* _ABOUT THIS EXERCISE_
With the images removed, return every line below exactly as it reads.

* _EXCERPTED DATA_
=== Section Start ===

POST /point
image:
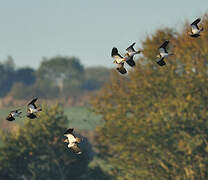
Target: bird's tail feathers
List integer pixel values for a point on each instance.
(78, 139)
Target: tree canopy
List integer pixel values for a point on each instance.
(36, 151)
(156, 118)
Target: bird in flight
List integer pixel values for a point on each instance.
(32, 109)
(72, 141)
(131, 52)
(163, 53)
(195, 30)
(13, 114)
(119, 60)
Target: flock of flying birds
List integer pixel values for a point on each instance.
(72, 140)
(163, 53)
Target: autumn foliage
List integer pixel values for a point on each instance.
(156, 117)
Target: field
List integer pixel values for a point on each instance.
(79, 117)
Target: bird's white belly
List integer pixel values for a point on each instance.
(70, 145)
(33, 110)
(195, 31)
(164, 54)
(14, 114)
(119, 61)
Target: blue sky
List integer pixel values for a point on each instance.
(87, 29)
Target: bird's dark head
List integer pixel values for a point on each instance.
(66, 140)
(158, 56)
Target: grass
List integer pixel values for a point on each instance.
(79, 117)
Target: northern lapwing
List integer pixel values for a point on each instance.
(131, 52)
(119, 60)
(72, 141)
(163, 53)
(13, 114)
(32, 109)
(195, 31)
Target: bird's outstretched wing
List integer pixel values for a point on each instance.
(75, 149)
(163, 47)
(15, 111)
(121, 68)
(10, 118)
(131, 62)
(31, 115)
(195, 23)
(115, 54)
(69, 131)
(131, 48)
(33, 102)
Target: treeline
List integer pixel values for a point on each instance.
(36, 151)
(156, 119)
(56, 77)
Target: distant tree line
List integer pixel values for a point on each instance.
(36, 151)
(56, 77)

=== Section End ===

* _TASK SOLUTION_
POST /point
image:
Target: bird's tail feathers
List integer pixel values for a point on each instance.
(78, 139)
Target: tree canopy
List integer pixel values for a point on each instance.
(36, 151)
(156, 118)
Target: bird in flight
List integer pixel values for a point on each instance.
(32, 109)
(72, 141)
(131, 52)
(163, 53)
(195, 30)
(13, 114)
(119, 60)
Target: flock of flying birds
List integer pixel values for a point on each instance.
(72, 140)
(163, 53)
Target: autumn foliage
List integer pixel values for a point on each instance.
(156, 117)
Target: field
List integer pixel values for a point on each instance.
(79, 117)
Target: bird's white belly
List integer pixel values for a point on each instance.
(70, 145)
(33, 110)
(195, 31)
(164, 54)
(14, 114)
(119, 61)
Target: blue sky
List integer pixel values for a point on each instance.
(87, 29)
Target: bird's dark head
List integer pixel values for a point on each instance.
(66, 140)
(158, 56)
Target: grass
List integer pixel values for a point on each instance.
(79, 117)
Target: northern lapwing
List integer pixel values for a point on each instance.
(131, 52)
(119, 60)
(72, 141)
(163, 53)
(13, 114)
(32, 109)
(195, 31)
Target: bird's outstretched wing
List integer pixel values for a point on each instance.
(75, 149)
(163, 47)
(15, 111)
(121, 68)
(10, 118)
(131, 62)
(31, 115)
(195, 23)
(115, 54)
(69, 131)
(131, 48)
(33, 102)
Target: treeline
List integer pixel values for a point on each instance.
(36, 151)
(156, 119)
(56, 77)
Target: distant tree line
List integer pixel values for a point on each instance.
(36, 151)
(56, 77)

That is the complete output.